WHAT NEEDS TO BE DONE: Format every line of the records below as a Markdown table with the columns Row and Line, numbering the rows in order and leaving out blank lines.

EXTRACTED RECORDS:
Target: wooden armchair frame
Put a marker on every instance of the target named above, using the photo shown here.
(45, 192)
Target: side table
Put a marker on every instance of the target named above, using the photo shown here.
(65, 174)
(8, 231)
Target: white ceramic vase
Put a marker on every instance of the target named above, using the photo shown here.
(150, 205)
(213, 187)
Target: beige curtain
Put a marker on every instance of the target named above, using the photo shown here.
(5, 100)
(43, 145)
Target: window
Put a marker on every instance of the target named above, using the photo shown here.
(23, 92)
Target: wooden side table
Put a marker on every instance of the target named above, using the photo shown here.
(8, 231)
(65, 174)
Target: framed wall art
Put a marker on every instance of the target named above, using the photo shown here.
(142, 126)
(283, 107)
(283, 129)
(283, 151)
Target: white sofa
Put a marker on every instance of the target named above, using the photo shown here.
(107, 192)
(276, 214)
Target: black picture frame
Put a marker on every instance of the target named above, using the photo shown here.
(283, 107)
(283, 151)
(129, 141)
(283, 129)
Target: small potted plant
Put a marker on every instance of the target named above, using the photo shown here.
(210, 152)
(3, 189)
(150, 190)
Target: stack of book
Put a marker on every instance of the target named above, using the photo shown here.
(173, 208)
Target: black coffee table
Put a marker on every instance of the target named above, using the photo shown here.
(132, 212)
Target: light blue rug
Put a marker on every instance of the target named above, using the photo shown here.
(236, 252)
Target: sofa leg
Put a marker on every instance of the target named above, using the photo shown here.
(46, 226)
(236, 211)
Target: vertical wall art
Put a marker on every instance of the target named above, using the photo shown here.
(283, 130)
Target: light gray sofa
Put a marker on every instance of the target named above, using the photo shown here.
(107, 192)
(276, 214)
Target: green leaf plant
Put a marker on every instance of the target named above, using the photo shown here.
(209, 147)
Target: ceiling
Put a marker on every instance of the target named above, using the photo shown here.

ANSWER BELOW:
| Row | Line |
|---|---|
| 1 | Target: wooden armchair frame |
| 2 | Put a marker on every instance of the target named above, using the photo shown here. |
| 3 | (45, 192) |
| 4 | Target: side table |
| 5 | Put a marker on every instance of the target named above, using the photo shown here. |
| 6 | (65, 174) |
| 7 | (8, 231) |
| 8 | Target: white ceramic vase |
| 9 | Put a marker on every instance of the target named above, using the photo shown here. |
| 10 | (150, 205) |
| 11 | (213, 187) |
| 12 | Target: beige curtain |
| 13 | Put a marker on every instance of the target named above, using the photo shown here. |
| 14 | (5, 100) |
| 15 | (43, 145) |
| 16 | Target: window |
| 17 | Put a marker on every instance of the target named above, using the photo shown here. |
| 18 | (23, 92) |
| 19 | Target: wooden side table |
| 20 | Put a marker on every instance of the target named above, using the photo shown here. |
| 21 | (8, 231) |
| 22 | (65, 174) |
| 23 | Target: framed wall art |
| 24 | Put a marker on every instance of the target named above, using the photo shown here. |
| 25 | (142, 126) |
| 26 | (283, 107) |
| 27 | (283, 129) |
| 28 | (283, 151) |
| 29 | Target: white sofa |
| 30 | Put a marker on every instance of the target named above, using the photo shown here. |
| 31 | (107, 192) |
| 32 | (276, 214) |
| 33 | Target: black picture frame |
| 34 | Put a marker on every instance of the target named above, using the photo shown here. |
| 35 | (283, 107) |
| 36 | (283, 151) |
| 37 | (129, 141) |
| 38 | (283, 129) |
| 39 | Target: small potted plant |
| 40 | Put a marker on every instance of the target named above, using the photo shown here. |
| 41 | (210, 152) |
| 42 | (3, 189) |
| 43 | (150, 190) |
| 44 | Target: stack of book |
| 45 | Put a marker on every instance of the target named above, using the photo shown here. |
| 46 | (173, 208) |
| 47 | Target: black coffee table |
| 48 | Put a marker on every instance of the target named above, using the photo shown here. |
| 49 | (132, 212) |
| 50 | Target: light blue rug |
| 51 | Put a marker on every instance of the target named above, using the photo shown here. |
| 52 | (236, 252) |
| 53 | Target: sofa leg |
| 54 | Put a marker on every instance of the target named above, using the photo shown here. |
| 55 | (46, 226) |
| 56 | (236, 211) |
| 57 | Target: vertical wall art |
| 58 | Put a marker on every instance of the target named above, using the photo shown here. |
| 59 | (283, 130) |
| 60 | Target: light gray sofa |
| 61 | Put a marker on every instance of the target named above, using the photo shown here. |
| 62 | (107, 192) |
| 63 | (276, 214) |
| 64 | Target: green leaf plant |
| 65 | Put a marker on every instance of the target named above, using the photo shown here. |
| 66 | (209, 147) |
| 67 | Target: ceiling |
| 68 | Put a marker on every instance of the target named above, using the photo shown here. |